Text block |
_____
The 2022 consensus for U.S. crude was also hiked sharply to $98.49 a barrel from the prior $87.68 forecast.

    With Russia’s invasion of Ukraine entering a second month, global supply shortages approached 5 million to 6 million barrels per day (bpd) while demand has risen to record highs.

    Russian exports make up about 7% of global supply. Fears over the fallout from the Ukraine war drove Brent to its highest in more than a decade in March to $139.13 per barrel.

“Geopolitics will steal the attention in the first half of the year,” said Edward Moya, senior market analyst at OANDA, adding that the war could lead to “intensifying moments that could eventually include an embargo on Russian oil and gas”.

    But the focus could then shift to the level of demand destruction from persistent high prices, he said.
_____
Information given |
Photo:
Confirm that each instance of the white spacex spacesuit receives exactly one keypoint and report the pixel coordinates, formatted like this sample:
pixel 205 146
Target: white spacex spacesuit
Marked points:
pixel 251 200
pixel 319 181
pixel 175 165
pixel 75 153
_____
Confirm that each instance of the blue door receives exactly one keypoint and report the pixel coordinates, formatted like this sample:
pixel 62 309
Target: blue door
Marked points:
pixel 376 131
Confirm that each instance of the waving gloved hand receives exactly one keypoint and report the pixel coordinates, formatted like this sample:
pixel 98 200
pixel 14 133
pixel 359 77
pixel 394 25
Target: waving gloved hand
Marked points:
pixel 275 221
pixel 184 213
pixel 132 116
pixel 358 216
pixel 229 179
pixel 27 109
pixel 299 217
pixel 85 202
_____
Required actions |
1: In the oil price passage, what share of global supply do Russian exports make up?
2: Reproduce verbatim the stretch of the oil price passage from "The 2022 consensus" through "to record highs.".
3: Write the next part of the oil price passage, picking up after its final sentence.

Answers by item number |
1: About 7%.

2:
The 2022 consensus for U.S. crude was also hiked sharply to $98.49 a barrel from the prior $87.68 forecast.

    With Russia’s invasion of Ukraine entering a second month, global supply shortages approached 5 million to 6 million barrels per day (bpd) while demand has risen to record highs.

3:
    Storm damage to the Caspian Pipeline Consortium pipeline has exacerbated supply concerns, analysts said.

    Despite supply concerns, the Organization of the Petroleum Exporting Countries, Russia and allies, a group known as OPEC+, are still expected to stick to a modest increase in output in May.

“OPEC+ is in a delicate position, with Russia being a key non-OPEC signatory to the production cut agreement,” said DBS Bank lead energy analyst Suvro Sarkar.

    A deal between Iran and world powers on Tehran’s nuclear work could herald the return of Iranian barrels and relieve some supply worries, although an agreement has faced delays.

    Poll respondents were divided on when the market would see a balance between supply and demand, with estimates ranging from the second half of 2022 to 2024.

   “We will see no rebalancing before the war in Ukraine is over,” said Frank Schallenberger, head of commodity research at LBBW.

(Reporting by Seher Dareen in Bengaluru; Editing by Noah Browning and Edmund Blair)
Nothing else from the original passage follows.